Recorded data
=== Begin Enclosure ===

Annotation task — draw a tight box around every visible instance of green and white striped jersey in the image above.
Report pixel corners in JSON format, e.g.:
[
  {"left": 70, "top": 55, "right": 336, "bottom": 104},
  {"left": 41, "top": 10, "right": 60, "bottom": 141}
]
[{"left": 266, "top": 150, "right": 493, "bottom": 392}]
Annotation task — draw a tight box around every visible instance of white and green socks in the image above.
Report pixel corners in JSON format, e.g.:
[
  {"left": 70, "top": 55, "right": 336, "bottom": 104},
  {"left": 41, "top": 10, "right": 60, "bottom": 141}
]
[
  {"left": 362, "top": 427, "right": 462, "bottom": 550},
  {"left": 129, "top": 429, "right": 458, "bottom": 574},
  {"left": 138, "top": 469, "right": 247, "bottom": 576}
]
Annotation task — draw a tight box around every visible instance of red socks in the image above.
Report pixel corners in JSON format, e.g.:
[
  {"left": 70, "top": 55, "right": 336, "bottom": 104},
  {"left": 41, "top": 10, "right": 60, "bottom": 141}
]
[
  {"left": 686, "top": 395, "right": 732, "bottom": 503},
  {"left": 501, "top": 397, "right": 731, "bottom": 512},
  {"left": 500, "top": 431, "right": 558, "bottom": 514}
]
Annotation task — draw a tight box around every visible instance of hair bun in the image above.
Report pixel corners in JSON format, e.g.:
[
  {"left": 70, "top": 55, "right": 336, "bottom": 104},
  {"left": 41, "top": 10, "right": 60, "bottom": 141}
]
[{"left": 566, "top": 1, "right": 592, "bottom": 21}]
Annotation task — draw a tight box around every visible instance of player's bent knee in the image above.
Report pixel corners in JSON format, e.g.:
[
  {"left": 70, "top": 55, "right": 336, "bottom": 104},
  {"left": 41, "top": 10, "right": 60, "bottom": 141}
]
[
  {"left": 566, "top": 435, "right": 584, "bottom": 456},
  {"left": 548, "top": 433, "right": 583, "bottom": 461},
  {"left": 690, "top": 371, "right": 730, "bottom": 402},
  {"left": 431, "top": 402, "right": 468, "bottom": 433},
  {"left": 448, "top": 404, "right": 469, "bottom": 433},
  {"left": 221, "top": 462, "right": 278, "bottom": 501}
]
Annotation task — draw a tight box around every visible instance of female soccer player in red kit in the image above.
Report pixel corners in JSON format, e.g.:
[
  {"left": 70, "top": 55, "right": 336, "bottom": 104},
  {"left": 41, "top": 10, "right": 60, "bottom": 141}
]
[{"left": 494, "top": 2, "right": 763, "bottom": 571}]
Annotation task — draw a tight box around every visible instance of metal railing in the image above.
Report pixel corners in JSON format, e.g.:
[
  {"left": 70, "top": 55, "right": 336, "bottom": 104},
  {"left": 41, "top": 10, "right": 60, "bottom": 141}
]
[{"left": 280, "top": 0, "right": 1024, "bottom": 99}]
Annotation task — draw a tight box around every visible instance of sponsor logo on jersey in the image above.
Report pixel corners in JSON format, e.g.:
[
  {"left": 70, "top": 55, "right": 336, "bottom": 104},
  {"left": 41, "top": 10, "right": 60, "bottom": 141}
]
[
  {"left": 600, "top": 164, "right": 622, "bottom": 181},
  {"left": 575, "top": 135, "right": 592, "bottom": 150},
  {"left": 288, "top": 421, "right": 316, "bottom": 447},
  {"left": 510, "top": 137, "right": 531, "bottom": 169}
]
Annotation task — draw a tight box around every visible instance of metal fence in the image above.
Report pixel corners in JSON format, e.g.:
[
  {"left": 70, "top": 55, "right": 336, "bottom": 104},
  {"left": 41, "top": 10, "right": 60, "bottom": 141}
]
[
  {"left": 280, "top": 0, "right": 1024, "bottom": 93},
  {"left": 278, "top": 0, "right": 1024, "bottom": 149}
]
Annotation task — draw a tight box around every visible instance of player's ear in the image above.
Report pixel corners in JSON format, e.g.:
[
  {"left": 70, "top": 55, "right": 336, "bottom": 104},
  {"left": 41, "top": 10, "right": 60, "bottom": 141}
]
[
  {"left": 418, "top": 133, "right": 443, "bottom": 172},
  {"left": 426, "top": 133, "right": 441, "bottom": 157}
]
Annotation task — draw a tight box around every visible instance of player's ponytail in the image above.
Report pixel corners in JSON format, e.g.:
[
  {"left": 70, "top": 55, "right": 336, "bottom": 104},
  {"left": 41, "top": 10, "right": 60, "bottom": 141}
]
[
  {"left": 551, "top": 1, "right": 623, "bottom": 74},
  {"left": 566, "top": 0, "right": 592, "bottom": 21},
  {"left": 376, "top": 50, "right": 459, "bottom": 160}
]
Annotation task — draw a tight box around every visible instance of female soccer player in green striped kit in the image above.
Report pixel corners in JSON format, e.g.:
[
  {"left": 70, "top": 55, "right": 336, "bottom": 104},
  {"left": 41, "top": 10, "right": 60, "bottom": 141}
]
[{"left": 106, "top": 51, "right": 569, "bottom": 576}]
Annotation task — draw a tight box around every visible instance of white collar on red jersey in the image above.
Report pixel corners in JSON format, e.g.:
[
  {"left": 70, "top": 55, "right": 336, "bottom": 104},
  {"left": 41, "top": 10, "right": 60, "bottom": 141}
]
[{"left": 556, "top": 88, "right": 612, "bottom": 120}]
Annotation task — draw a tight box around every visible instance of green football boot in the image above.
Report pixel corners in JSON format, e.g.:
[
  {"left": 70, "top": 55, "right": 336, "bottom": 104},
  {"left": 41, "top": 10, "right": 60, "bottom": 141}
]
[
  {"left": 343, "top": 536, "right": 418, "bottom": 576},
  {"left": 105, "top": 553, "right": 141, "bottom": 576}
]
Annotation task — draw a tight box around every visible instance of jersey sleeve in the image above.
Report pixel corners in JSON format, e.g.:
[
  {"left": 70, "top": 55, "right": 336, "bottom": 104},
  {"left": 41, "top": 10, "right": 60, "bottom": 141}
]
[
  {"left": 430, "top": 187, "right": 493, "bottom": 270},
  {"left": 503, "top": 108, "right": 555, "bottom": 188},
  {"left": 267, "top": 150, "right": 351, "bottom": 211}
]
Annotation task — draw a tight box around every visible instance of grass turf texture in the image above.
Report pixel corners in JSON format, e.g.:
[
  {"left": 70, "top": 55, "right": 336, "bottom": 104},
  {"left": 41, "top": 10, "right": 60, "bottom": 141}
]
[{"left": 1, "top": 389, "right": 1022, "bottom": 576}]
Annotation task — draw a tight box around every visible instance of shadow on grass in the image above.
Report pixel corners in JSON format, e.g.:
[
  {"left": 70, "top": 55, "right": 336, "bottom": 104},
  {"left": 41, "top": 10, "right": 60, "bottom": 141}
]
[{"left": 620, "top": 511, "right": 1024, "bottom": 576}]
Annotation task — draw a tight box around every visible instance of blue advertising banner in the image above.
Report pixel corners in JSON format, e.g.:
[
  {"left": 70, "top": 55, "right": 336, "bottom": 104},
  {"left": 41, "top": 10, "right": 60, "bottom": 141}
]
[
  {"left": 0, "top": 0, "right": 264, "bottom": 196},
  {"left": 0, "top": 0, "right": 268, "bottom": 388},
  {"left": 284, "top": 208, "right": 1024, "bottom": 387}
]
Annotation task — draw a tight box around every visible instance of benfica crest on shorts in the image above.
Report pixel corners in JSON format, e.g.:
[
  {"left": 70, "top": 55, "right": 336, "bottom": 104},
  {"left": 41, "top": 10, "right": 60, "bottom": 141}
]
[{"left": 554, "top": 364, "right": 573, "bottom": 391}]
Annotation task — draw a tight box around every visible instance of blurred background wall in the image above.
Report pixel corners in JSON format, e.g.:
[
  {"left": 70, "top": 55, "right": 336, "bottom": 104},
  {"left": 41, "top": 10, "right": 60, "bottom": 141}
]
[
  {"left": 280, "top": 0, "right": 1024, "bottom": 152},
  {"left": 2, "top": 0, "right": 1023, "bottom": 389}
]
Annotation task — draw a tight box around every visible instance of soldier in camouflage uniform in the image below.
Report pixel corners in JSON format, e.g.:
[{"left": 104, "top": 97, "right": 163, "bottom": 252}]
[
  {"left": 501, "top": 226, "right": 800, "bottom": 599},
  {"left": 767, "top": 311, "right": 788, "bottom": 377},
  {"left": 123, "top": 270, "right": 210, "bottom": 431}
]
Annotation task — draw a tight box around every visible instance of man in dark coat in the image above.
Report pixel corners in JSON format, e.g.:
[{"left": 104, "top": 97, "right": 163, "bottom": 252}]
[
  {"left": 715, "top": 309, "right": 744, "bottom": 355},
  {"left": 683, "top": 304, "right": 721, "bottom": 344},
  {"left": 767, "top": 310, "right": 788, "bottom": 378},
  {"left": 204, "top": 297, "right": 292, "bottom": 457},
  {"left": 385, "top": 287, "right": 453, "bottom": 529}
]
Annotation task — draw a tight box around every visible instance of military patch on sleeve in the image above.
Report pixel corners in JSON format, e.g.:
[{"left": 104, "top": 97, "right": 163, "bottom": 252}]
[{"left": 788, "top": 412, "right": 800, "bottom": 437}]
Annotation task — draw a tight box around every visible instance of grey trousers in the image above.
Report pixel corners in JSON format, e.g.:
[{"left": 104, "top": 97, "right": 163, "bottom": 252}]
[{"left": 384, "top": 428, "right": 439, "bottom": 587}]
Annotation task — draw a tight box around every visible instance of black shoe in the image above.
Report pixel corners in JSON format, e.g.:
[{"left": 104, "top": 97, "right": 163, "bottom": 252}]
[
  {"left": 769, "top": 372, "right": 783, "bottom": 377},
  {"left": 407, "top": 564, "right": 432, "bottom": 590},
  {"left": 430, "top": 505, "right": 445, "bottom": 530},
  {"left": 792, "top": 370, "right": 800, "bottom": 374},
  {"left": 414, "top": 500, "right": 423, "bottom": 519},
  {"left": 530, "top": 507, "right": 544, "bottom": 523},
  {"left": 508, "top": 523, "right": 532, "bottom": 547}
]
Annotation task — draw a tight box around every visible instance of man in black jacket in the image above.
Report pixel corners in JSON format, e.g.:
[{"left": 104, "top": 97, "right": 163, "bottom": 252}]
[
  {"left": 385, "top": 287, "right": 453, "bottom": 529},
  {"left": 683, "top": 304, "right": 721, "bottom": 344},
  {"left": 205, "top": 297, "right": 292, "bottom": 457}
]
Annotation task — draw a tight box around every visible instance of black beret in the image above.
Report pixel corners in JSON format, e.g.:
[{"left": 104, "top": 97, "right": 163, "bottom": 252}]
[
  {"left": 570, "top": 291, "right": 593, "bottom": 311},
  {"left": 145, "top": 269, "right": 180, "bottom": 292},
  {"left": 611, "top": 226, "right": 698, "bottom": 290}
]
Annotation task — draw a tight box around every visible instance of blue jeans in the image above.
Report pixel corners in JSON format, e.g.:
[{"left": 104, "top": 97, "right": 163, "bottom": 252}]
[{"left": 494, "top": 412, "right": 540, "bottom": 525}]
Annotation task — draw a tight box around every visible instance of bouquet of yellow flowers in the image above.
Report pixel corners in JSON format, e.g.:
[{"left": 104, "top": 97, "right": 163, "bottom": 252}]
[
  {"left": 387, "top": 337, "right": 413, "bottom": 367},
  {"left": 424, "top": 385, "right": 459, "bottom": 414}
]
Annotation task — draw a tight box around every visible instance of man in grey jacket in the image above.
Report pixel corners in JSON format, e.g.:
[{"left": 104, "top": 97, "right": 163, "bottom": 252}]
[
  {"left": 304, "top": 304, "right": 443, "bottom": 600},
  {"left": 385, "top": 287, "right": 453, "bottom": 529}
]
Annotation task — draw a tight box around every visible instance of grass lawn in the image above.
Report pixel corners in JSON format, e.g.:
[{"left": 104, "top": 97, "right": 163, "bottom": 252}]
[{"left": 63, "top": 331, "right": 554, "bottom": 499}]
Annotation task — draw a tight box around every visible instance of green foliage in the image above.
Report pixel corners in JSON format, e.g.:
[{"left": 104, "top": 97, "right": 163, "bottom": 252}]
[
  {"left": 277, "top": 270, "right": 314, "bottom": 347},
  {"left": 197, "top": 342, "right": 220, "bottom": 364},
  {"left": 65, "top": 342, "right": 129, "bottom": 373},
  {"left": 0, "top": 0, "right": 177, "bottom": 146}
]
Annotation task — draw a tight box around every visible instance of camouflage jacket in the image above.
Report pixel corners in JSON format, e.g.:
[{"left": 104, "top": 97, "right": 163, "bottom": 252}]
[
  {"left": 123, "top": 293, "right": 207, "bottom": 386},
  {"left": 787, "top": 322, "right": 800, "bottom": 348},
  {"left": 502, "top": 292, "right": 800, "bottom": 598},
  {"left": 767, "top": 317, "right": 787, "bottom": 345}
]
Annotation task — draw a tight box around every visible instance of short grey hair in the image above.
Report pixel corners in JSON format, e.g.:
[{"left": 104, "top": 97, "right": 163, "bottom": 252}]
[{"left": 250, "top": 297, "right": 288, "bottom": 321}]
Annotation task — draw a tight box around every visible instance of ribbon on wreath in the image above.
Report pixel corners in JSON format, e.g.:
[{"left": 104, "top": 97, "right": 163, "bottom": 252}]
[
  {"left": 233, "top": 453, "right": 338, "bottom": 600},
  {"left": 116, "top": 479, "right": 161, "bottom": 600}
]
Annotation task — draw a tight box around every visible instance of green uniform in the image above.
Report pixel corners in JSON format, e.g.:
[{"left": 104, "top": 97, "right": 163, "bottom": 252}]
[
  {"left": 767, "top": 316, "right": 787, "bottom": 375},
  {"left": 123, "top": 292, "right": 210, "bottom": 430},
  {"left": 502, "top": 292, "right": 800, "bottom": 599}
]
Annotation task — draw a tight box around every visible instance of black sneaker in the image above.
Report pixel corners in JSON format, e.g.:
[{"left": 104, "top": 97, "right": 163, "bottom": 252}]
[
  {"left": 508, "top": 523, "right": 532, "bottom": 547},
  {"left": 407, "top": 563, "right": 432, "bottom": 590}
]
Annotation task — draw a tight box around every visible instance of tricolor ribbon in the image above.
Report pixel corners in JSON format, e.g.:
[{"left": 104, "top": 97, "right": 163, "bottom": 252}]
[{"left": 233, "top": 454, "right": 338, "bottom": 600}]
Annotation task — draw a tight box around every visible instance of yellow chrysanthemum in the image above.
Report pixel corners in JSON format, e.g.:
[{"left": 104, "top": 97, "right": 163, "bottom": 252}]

=== End Enclosure ===

Which lines of the data contain the string "blue"? Copy each one.

▸ **SOLUTION TO THIS PROBLEM**
Annotation task — draw a tight box around every visible instance of blue advertising banner in the image above.
Annotation task — draw a tight box around every visible instance of blue jeans in the image above.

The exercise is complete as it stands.